Task: Repeat exactly, and only, the lines from the line containing "Could you spot the rocky" through the last line of the records below, including both.
--- Begin Information given ---
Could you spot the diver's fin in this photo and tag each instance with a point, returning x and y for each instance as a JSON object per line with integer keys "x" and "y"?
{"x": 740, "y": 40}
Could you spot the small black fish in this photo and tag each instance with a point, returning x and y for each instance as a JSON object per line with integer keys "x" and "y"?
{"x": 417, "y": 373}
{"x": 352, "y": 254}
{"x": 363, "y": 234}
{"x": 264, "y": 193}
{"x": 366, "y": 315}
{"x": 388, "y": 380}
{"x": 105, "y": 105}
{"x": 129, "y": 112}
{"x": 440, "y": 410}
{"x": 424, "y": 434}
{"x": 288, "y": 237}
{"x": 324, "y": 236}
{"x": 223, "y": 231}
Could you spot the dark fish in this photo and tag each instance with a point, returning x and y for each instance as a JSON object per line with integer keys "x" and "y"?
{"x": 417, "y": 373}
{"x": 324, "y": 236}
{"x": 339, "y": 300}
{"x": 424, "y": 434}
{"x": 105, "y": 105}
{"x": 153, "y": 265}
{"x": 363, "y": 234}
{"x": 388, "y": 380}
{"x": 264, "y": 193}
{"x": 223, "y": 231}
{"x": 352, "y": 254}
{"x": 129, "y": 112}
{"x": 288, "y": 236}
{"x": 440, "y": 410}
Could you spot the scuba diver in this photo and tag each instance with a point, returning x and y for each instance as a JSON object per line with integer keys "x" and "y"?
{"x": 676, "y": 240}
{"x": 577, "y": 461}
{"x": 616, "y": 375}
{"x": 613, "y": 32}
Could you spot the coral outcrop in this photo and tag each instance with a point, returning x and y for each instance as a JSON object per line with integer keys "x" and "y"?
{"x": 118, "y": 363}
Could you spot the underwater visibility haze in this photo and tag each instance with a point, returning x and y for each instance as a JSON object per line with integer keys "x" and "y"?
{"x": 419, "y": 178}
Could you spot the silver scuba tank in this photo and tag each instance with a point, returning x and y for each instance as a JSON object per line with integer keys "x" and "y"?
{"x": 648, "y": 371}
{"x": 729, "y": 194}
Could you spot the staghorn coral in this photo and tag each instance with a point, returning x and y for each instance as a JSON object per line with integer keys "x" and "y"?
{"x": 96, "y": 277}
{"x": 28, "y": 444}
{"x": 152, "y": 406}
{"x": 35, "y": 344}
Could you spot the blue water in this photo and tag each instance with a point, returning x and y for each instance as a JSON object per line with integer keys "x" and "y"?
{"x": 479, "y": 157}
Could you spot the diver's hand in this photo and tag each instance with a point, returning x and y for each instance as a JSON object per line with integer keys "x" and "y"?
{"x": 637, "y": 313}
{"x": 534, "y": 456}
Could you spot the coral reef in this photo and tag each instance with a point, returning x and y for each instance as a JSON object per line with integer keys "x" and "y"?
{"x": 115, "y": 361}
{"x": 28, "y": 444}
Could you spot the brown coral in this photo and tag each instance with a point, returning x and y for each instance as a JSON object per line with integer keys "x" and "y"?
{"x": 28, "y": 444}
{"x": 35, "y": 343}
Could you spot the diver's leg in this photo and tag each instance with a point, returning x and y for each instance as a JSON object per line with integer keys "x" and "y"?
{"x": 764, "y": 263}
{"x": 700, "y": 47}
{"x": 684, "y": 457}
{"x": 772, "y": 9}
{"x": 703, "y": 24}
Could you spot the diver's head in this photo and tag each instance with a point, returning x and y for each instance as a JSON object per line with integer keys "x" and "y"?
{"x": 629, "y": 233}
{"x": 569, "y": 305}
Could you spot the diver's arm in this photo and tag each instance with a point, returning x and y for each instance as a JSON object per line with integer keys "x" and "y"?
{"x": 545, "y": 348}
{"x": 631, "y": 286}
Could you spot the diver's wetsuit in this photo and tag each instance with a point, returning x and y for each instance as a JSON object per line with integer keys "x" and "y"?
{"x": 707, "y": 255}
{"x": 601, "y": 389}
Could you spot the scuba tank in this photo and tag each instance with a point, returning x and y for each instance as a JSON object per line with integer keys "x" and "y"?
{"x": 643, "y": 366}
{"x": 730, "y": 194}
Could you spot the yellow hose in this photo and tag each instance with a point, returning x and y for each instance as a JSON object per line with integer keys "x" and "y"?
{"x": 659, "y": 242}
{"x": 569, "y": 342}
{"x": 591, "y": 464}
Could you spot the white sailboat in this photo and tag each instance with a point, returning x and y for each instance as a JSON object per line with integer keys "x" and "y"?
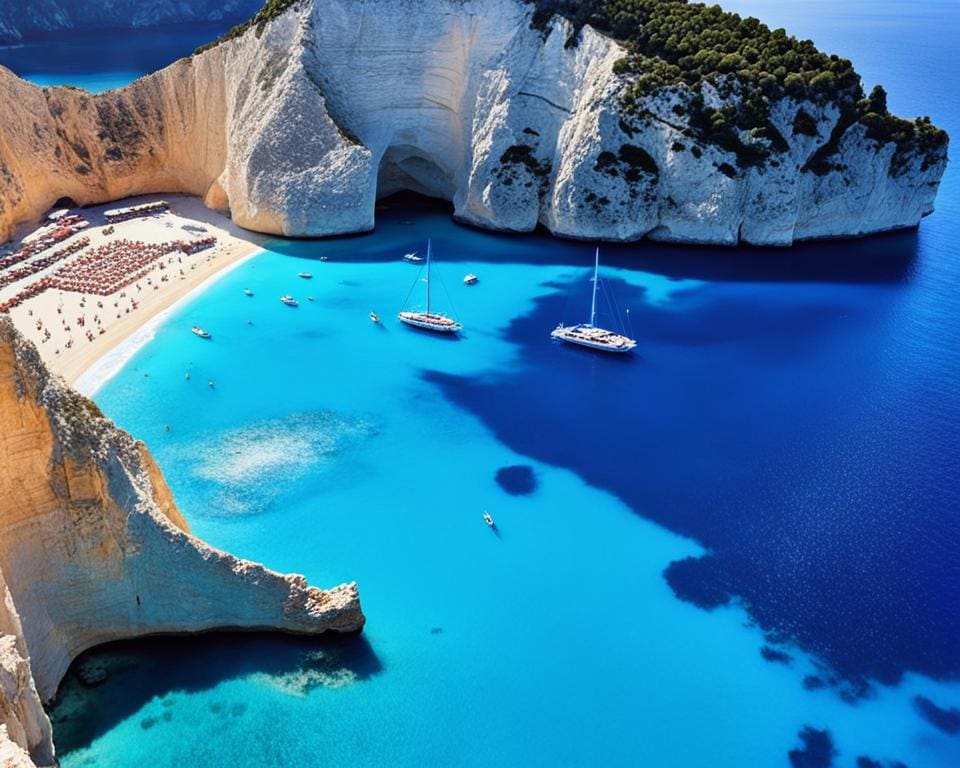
{"x": 429, "y": 321}
{"x": 588, "y": 334}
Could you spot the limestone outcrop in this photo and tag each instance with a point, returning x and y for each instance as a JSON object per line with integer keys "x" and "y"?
{"x": 93, "y": 549}
{"x": 24, "y": 727}
{"x": 300, "y": 124}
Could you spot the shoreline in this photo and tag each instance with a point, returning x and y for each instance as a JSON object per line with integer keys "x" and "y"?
{"x": 88, "y": 363}
{"x": 107, "y": 365}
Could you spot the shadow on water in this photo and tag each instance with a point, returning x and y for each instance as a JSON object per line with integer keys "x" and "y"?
{"x": 749, "y": 423}
{"x": 111, "y": 683}
{"x": 884, "y": 258}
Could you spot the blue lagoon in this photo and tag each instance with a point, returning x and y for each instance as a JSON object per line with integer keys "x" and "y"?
{"x": 735, "y": 547}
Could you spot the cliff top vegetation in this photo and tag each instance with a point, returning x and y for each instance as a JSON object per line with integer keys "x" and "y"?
{"x": 674, "y": 43}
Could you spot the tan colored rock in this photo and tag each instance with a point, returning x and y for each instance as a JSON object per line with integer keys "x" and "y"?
{"x": 92, "y": 545}
{"x": 24, "y": 727}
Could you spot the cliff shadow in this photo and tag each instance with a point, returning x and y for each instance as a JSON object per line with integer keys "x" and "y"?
{"x": 110, "y": 683}
{"x": 752, "y": 420}
{"x": 405, "y": 220}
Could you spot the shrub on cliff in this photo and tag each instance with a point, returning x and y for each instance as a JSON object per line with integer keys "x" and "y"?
{"x": 675, "y": 42}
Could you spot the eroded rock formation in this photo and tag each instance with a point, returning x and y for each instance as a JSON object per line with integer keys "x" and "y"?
{"x": 93, "y": 549}
{"x": 300, "y": 124}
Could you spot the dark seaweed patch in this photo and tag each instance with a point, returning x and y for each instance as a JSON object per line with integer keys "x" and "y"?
{"x": 817, "y": 750}
{"x": 947, "y": 719}
{"x": 517, "y": 480}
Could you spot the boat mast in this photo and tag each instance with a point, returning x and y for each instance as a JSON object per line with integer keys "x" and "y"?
{"x": 593, "y": 303}
{"x": 428, "y": 276}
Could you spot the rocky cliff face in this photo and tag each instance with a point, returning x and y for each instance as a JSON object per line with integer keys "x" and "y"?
{"x": 24, "y": 727}
{"x": 21, "y": 19}
{"x": 299, "y": 125}
{"x": 93, "y": 549}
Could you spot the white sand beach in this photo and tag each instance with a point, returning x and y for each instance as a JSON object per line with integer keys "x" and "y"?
{"x": 82, "y": 334}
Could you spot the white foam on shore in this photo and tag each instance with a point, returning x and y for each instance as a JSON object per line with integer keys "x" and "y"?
{"x": 112, "y": 362}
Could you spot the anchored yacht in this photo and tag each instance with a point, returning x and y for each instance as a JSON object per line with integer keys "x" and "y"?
{"x": 588, "y": 334}
{"x": 429, "y": 321}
--- End Information given ---
Final result:
Could you spot the rocky cliff face in this photo and tag each instance with a point, returning x and y for each instance as a JSON object per line with integer keys "x" and "y"?
{"x": 24, "y": 727}
{"x": 21, "y": 19}
{"x": 299, "y": 125}
{"x": 93, "y": 549}
Could you spot the white sand beach in this photo and tag each instance with a point, returning x and y for each instance as a JSON object per line with integer keys "x" and "y"?
{"x": 82, "y": 334}
Could you spot the white foam on shore in this photo and tag each instance with a point, returning x and y for each instance as a JSON object per line with integer keys "x" and "y"?
{"x": 112, "y": 362}
Could you spot the anchored yacht in this photo and tag each instance with a point, returning x and y for each instance as a JSON object per line with integer keys "x" and "y"?
{"x": 588, "y": 334}
{"x": 429, "y": 321}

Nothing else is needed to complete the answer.